* Set task
Copy the listing from its first line through the line containing "[(67, 331)]", keeping every line. Shift each coordinate in the answers by -81.

**** Records supplied

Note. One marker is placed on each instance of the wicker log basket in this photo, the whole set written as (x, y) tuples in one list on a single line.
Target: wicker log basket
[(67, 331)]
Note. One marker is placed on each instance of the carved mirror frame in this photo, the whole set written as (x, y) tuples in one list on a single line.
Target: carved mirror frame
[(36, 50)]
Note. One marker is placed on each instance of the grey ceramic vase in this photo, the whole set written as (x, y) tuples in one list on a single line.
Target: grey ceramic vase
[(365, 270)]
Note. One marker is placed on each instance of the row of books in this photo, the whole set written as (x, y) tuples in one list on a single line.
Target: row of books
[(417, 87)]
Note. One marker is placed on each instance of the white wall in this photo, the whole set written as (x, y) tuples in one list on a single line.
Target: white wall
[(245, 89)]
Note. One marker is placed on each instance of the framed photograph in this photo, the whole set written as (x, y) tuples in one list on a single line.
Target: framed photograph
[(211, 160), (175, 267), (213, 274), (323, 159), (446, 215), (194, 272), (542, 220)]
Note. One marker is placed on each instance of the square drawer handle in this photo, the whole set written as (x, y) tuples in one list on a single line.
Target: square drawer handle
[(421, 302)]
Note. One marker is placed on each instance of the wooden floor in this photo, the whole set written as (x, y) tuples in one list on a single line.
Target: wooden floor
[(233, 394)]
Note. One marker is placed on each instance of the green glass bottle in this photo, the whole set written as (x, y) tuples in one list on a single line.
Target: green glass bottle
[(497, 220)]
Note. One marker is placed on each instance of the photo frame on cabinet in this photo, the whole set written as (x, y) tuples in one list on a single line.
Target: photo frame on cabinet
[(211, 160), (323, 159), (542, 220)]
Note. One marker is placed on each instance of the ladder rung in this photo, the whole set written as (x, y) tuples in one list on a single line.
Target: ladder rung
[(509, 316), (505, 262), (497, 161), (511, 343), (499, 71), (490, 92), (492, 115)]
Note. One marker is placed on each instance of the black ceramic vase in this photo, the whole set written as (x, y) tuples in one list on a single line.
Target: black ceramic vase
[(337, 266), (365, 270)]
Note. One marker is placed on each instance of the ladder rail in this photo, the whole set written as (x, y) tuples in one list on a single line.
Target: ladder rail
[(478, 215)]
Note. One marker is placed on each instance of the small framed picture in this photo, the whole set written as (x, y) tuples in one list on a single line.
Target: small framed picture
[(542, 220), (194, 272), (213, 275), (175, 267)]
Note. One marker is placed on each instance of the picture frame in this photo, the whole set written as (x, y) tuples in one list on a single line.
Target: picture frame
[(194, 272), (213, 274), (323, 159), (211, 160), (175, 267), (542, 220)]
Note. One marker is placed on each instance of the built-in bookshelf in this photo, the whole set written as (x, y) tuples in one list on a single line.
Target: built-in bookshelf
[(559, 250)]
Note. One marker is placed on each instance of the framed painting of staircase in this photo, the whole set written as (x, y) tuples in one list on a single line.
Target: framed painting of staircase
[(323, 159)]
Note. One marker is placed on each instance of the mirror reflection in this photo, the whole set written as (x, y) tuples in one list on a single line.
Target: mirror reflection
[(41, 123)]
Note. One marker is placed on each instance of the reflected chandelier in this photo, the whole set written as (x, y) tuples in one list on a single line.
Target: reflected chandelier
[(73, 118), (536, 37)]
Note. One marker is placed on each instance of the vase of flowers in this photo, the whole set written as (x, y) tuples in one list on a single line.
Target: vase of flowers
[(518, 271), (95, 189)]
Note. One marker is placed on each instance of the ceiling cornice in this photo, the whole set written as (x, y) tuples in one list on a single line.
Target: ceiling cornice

********

* Worked solution
Note. One marker is placed on each instance of the wicker log basket in this photo, the whole set written as (x, y) tuples in one list on a single line.
Target: wicker log basket
[(-14, 250)]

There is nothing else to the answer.